● Task details
How many lines in the listing below contain the string "cave"? Case counts; reply with the number alone.

● Supplied information
--
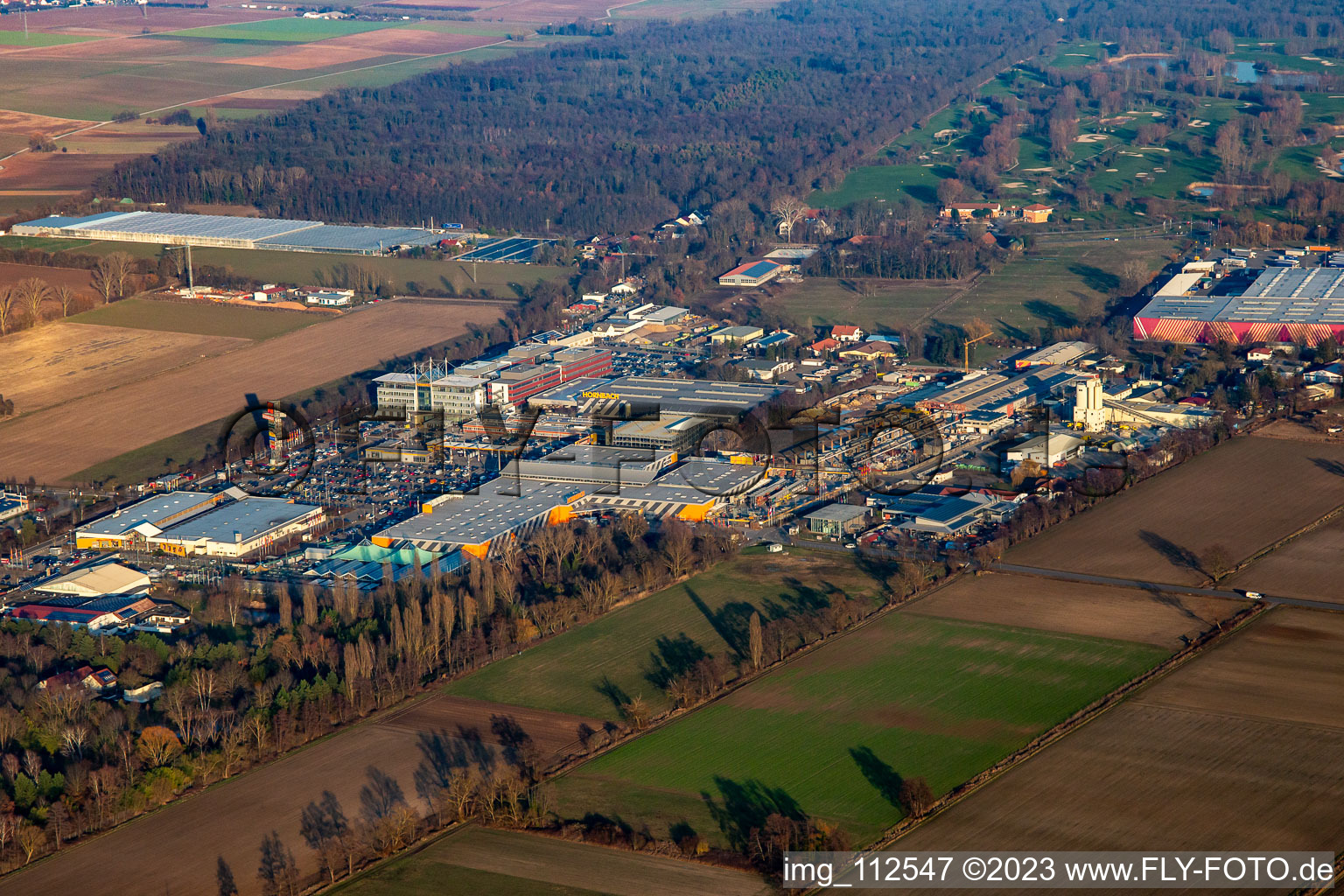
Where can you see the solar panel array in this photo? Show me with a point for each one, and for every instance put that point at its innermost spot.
--
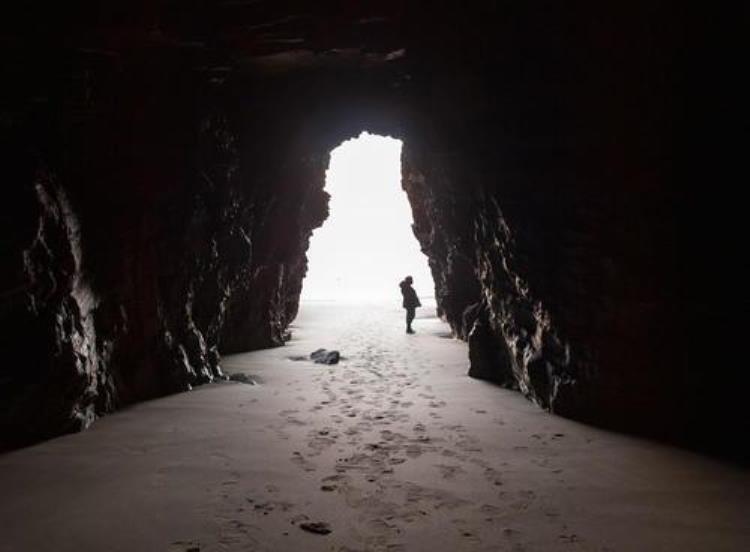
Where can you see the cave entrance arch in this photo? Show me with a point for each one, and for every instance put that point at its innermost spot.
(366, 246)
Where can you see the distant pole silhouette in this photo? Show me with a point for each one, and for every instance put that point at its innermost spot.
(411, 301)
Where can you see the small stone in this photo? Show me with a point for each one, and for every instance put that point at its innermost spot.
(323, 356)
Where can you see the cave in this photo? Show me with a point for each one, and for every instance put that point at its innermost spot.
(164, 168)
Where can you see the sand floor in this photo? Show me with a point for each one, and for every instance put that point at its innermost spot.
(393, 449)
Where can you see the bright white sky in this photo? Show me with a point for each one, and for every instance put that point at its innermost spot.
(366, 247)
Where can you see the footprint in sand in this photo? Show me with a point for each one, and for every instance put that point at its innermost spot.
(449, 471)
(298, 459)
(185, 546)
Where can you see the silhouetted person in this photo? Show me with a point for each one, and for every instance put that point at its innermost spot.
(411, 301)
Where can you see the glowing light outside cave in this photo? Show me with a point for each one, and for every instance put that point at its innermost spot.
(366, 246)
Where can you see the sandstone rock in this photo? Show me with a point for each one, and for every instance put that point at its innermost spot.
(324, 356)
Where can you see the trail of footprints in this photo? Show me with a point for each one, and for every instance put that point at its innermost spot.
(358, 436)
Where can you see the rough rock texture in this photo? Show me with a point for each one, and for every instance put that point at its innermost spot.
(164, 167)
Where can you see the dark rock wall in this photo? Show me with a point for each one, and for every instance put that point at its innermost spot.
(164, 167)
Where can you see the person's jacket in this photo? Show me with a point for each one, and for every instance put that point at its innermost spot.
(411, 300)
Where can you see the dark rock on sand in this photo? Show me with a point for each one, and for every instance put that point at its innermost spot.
--
● Answer to the problem
3